- _Records provided_
———

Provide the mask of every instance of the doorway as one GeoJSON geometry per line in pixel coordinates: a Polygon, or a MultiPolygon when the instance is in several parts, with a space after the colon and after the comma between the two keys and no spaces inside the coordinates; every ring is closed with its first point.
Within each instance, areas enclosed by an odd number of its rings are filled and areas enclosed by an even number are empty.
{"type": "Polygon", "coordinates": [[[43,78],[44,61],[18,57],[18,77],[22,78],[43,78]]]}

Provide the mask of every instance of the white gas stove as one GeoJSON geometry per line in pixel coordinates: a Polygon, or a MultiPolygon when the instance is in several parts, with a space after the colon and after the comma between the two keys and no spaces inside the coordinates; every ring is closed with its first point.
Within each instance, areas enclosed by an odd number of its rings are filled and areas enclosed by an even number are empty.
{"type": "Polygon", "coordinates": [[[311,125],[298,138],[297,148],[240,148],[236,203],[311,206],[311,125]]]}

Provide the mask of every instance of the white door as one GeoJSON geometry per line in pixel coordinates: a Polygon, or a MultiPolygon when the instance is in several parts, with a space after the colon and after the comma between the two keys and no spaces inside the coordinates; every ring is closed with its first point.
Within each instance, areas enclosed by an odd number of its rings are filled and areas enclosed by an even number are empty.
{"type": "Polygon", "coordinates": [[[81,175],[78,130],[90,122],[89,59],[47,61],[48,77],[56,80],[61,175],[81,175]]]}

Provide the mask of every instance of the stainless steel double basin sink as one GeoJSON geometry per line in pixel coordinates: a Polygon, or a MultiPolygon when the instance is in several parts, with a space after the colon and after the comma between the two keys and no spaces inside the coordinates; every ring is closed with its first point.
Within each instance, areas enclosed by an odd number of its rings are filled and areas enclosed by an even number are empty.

———

- _What is asked_
Return every line of the listing above that contains the string "several". Matching is case-sensitive.

- _Task result_
Provide the mask of every instance of the doorway as one GeoJSON geometry per line in pixel coordinates: a Polygon, or a MultiPolygon when the instance is in several parts, with a space after the colon and after the comma between the two keys and no spaces inside the coordinates; every ring is closed with its first point.
Provide the mask of every instance of the white gas stove as one GeoJSON geometry per line in pixel coordinates: a Polygon, or a MultiPolygon when the instance is in several parts, with a space after the colon and after the comma between the two keys and no spaces inside the coordinates; every ring is closed with its first point.
Provide the mask of every instance of the white door as one GeoJSON geometry per line in pixel coordinates: a Polygon, or a MultiPolygon when the instance is in several parts, with a space after the colon and after the comma between the two keys and no spaces inside the coordinates; every ring is closed with its first point.
Provide the mask of every instance of the stainless steel double basin sink as one GeoJSON geometry per line in pixel coordinates: a Polygon, or a MultiPolygon when the instance is in several parts, with a space after the colon and after the comma between the two keys and no spaces inside the coordinates; every ring is closed with its first point.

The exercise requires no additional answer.